■ To-do list
1. In the piece on Media Predict, list the things the writer says every person should do their homework on.
2. Extend the piece on Media Predict past its final sentence.

■ Document text
----------

Media Predict: Thoughts

Regarding Media Predict, I think every single person has a responsibility to do their homework when it comes to an agent, publisher, contest. Many are quick to rush to judgments without all the facts. The initial criticisms I read were based more on speculation about the process, rather than anything substantive (and no, I haven't read all the criticisms). Even after my quickie interview earlier this week there were still a lot of unanswered questions, as the comment trail on my own blog, and Crimespace, proved.

My thanks to Brian for emailing me and mentioning the terms of use on Media Predict's site. After taking some time to look at them I have to say I have no desire to participate in this. The 'perpetual' right to sell your work will be a deterrent for agents and the ownership issues are of some concern. I'm no expert with contracts but I strongly recommend that anyone considering participation do their homework and consult a lawyer. I will be watching to see how this unfolds, but at this point in time I have to say that my long-term speculation is that it won't produce anything of note to the publishing world.

In short, experienced editors who have been working in the business for years cannot always predict what will catch on and what won't. The reality is anything posted to this site will be likely a minimum of 18 months from publication. By that point, any 'hype' from the process will have eroded. It will make no difference to bookstore staff and readers, who ultimately decide what succeeds and fails in this industry.

----------

■ Data rows

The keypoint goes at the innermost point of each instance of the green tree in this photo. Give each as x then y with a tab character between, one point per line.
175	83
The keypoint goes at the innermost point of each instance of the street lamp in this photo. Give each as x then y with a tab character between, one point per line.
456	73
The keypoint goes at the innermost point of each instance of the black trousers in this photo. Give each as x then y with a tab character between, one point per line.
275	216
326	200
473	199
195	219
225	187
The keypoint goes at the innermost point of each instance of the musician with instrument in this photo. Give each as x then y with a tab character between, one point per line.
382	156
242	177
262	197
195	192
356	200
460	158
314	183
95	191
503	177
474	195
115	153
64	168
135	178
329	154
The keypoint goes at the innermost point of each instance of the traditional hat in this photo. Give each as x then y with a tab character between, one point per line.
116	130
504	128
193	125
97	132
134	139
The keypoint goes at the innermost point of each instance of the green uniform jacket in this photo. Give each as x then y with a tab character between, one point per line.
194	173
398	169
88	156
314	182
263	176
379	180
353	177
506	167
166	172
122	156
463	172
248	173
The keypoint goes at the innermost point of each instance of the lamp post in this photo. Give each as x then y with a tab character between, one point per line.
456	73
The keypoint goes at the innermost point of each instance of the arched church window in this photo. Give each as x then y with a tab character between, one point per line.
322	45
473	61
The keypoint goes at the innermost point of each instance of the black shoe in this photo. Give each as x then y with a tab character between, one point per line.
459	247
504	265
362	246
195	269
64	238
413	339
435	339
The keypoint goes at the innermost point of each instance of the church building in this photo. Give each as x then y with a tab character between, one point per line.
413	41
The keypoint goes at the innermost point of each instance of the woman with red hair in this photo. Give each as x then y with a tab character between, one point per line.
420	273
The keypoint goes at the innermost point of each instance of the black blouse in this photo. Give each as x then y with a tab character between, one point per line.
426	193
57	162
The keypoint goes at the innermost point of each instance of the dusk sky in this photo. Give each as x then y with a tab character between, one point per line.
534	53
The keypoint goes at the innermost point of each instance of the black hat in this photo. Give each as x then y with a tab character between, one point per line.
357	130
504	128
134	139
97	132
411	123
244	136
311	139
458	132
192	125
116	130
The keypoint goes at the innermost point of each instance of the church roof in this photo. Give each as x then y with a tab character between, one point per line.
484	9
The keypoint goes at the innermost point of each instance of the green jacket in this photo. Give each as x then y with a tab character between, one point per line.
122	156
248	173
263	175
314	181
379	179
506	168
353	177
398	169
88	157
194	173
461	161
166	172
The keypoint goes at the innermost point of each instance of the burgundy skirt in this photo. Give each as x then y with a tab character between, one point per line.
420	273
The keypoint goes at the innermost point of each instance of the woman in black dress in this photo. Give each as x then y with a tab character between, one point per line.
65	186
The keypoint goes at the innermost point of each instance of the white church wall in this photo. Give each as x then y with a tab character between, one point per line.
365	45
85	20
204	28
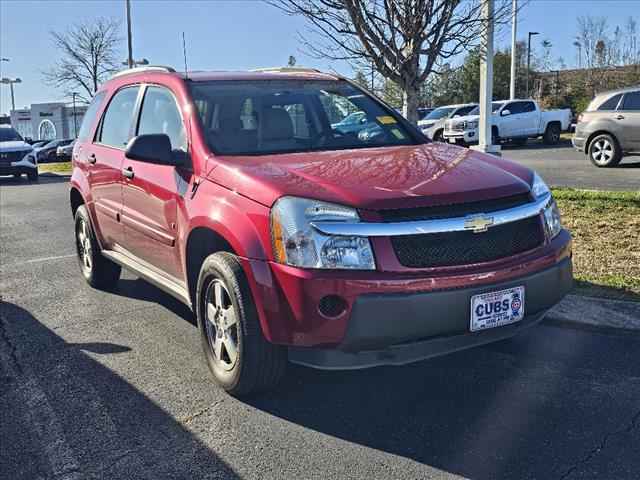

----------

■ Answers given
1. an agent, a publisher, a contest

2.
I applaud the idea of listening to readers to some degree, but that remains my single biggest issue about this: There is no guarantee that readers will participate. In fact, the proof is that the main crime fiction 'industry' blogs haven't even discussed this, but my interview was picked up by Midas Oracle, a site that focuses on market predictions.

It is my feeling that this approach will attract game players and not readers, or book-buyers. And one thing that anyone in this industry should know is that a lot of us readers don't like being told what books to buy by people who don't know anything about our genre or our industry.

No snap judgments. Two days of thinking about it. And I stand to be proven wrong, but that's my present personal position on the whole thing. Never take anything you read here as an automatic endorsement and act on it alone. Always - always always always - do your homework before signing any contract or entering a legal agreement.